— SET EXERCISE —
Put the data below into a two-column CSV with the columns request and answer, one row for each request. Begin at the start of the data, stop after the line containing "[236,257,263,270]", and place the text and its answer each in one quoted field with line breaks turned into spaces.

[Extracted data]
-- Begin --

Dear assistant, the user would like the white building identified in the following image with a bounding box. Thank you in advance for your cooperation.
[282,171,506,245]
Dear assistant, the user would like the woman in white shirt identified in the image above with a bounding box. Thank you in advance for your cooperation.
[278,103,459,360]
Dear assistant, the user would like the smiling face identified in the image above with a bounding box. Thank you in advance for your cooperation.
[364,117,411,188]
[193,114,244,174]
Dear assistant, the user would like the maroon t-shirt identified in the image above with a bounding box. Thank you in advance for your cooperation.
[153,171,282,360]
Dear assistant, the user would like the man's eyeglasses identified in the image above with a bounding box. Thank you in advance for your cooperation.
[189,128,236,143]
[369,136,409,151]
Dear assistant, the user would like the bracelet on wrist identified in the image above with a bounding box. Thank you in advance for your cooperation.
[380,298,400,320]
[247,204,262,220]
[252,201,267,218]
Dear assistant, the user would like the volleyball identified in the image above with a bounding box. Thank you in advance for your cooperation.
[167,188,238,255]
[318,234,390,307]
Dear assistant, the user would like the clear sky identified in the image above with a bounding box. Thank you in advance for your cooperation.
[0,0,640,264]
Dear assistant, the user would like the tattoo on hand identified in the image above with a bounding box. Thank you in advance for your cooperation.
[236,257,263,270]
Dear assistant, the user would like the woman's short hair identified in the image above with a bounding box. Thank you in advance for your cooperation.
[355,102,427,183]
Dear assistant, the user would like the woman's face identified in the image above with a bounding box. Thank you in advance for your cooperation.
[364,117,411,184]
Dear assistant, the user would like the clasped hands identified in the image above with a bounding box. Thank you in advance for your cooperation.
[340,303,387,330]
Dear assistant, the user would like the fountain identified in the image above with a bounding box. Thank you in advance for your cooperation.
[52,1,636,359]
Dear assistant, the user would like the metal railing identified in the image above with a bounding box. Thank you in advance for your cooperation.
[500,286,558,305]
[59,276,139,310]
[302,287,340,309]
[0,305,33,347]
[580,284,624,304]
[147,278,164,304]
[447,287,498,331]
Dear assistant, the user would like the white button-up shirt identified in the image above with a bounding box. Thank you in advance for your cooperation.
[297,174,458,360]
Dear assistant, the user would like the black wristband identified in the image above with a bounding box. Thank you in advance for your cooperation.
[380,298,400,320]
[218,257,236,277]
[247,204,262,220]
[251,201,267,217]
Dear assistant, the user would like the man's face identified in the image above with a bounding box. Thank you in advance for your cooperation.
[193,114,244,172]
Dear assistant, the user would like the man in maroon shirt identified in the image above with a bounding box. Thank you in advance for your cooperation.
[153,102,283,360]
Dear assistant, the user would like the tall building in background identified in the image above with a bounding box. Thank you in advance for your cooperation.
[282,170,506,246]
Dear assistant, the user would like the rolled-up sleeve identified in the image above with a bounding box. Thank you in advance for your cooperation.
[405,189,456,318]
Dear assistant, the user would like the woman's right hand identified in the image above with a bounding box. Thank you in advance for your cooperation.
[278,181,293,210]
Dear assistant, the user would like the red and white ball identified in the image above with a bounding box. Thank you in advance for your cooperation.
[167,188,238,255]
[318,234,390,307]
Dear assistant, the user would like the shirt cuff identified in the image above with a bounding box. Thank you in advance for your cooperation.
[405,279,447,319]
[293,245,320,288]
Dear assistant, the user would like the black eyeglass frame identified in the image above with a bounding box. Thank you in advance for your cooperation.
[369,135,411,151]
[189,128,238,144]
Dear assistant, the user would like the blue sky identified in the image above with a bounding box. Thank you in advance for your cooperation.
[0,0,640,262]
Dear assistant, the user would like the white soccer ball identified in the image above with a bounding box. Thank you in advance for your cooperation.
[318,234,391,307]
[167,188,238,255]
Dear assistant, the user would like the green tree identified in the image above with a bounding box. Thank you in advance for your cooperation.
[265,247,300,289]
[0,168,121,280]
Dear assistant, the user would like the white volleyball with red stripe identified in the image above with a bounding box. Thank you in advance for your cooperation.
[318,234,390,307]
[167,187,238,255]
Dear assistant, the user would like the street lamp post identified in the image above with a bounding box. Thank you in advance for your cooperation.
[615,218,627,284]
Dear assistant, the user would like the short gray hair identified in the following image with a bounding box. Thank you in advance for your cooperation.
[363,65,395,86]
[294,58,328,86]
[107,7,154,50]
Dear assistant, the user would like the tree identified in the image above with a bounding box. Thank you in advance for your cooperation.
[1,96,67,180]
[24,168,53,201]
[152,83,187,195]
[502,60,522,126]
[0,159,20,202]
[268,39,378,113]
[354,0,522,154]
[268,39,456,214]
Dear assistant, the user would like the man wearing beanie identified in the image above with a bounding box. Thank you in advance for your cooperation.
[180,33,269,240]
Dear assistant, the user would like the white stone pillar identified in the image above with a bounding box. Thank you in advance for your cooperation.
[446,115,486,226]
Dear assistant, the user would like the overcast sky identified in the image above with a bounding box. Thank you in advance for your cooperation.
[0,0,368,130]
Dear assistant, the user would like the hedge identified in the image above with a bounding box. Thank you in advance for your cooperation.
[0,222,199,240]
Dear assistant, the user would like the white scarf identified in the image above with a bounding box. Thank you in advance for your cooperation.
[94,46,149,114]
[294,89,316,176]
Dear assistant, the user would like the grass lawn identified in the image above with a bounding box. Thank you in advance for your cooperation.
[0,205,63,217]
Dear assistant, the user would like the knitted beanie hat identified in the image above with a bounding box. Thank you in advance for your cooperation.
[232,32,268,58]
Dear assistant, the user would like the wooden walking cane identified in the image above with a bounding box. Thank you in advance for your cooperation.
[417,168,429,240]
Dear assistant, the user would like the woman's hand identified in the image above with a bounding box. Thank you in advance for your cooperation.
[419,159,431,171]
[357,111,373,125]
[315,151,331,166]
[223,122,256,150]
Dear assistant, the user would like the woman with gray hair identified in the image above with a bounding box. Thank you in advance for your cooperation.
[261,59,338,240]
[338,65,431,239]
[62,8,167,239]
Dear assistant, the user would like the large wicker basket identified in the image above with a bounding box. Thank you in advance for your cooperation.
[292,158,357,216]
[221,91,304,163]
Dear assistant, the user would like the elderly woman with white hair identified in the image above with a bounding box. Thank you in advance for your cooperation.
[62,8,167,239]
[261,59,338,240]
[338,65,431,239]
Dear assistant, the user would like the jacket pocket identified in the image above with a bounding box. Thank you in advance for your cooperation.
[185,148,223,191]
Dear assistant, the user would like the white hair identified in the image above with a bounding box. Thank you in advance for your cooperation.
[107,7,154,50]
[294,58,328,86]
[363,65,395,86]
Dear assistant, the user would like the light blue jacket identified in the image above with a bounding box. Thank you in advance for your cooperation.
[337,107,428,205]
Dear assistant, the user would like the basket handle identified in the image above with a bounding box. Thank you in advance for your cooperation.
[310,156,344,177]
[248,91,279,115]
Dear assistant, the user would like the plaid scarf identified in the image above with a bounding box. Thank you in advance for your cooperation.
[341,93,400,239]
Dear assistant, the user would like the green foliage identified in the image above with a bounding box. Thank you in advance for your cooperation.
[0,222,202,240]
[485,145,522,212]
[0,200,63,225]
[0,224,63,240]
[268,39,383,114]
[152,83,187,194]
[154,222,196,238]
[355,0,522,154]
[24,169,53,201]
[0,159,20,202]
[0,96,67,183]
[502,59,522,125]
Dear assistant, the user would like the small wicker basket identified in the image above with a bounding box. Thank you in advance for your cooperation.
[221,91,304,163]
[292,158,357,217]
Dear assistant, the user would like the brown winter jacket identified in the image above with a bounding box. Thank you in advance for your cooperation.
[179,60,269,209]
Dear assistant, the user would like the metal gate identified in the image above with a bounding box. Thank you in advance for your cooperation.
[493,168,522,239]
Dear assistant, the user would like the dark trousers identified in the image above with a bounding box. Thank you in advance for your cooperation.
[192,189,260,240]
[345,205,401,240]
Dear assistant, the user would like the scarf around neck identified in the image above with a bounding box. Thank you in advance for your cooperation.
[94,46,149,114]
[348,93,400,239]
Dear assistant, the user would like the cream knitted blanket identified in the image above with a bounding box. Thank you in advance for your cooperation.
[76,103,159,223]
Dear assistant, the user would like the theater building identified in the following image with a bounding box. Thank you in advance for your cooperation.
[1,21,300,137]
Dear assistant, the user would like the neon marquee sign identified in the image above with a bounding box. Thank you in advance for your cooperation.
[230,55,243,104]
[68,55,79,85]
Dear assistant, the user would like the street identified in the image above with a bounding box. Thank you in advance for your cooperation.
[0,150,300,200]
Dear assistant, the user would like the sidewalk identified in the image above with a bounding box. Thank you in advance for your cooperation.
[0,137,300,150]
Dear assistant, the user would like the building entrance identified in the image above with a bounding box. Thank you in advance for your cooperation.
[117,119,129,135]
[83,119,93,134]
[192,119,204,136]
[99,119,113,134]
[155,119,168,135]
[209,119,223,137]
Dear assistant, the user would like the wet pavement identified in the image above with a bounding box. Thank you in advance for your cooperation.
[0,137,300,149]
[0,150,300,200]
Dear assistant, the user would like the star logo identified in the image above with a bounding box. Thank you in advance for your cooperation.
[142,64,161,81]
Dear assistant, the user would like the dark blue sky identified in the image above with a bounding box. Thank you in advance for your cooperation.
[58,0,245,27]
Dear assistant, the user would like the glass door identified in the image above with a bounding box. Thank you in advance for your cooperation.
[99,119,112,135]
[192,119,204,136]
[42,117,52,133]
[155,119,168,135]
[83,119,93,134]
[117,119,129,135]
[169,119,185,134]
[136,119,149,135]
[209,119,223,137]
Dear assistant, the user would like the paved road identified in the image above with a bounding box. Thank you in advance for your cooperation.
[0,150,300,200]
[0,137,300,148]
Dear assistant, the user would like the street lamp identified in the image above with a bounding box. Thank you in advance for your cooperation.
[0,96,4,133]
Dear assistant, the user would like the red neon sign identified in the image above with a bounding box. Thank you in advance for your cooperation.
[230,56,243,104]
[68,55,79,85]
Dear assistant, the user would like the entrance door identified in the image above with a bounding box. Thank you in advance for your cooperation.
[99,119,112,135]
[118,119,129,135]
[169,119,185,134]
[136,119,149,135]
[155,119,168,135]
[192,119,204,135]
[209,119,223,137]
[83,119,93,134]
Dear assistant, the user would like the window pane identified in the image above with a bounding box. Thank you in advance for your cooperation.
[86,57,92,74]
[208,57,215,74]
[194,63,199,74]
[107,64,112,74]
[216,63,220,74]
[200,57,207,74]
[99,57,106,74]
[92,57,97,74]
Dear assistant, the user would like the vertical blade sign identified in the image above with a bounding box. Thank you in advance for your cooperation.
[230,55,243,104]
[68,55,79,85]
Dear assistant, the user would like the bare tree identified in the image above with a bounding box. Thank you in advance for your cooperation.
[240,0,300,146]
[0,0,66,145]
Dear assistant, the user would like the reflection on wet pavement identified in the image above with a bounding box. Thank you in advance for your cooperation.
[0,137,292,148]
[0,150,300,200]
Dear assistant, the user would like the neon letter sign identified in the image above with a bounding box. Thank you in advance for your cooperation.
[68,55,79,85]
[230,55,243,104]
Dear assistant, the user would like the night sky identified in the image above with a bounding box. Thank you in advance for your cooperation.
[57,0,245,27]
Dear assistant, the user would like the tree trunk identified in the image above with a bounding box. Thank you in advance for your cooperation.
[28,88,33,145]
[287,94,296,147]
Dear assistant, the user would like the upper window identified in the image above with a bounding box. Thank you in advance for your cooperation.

-- End --

— RESPONSE BELOW —
request,answer
"Dear assistant, the user would like the white building identified in the following image with a bounding box. Thank you in advance for your cooperation.","[282,171,506,245]"
"Dear assistant, the user would like the woman in white shirt identified in the image above with a bounding box. Thank you in advance for your cooperation.","[278,103,459,360]"
"Dear assistant, the user would like the smiling face identified in the image above with a bounding box. Thank you in advance for your cooperation.","[364,117,411,188] [193,114,244,174]"
"Dear assistant, the user would like the maroon t-shirt identified in the image above with a bounding box. Thank you in advance for your cooperation.","[153,171,282,360]"
"Dear assistant, the user would like the man's eyeglasses identified in the image above with a bounding box. Thank you in advance for your cooperation.","[189,128,236,143] [369,136,409,151]"
"Dear assistant, the user would like the bracelet on wrist identified in the image above with a bounding box. Thank you in advance for your cooperation.","[380,298,400,320] [247,204,262,220] [252,201,267,218]"
"Dear assistant, the user would like the volleyball identified in the image above with a bounding box. Thank you in advance for your cooperation.","[167,188,238,255] [318,234,390,307]"
"Dear assistant, the user would like the clear sky identified in the image above with a bounding box. Thank you in advance for your cooperation.","[0,0,640,264]"
"Dear assistant, the user would like the tattoo on hand identified in the image above with a bounding box. Thank you in advance for your cooperation.","[236,257,263,270]"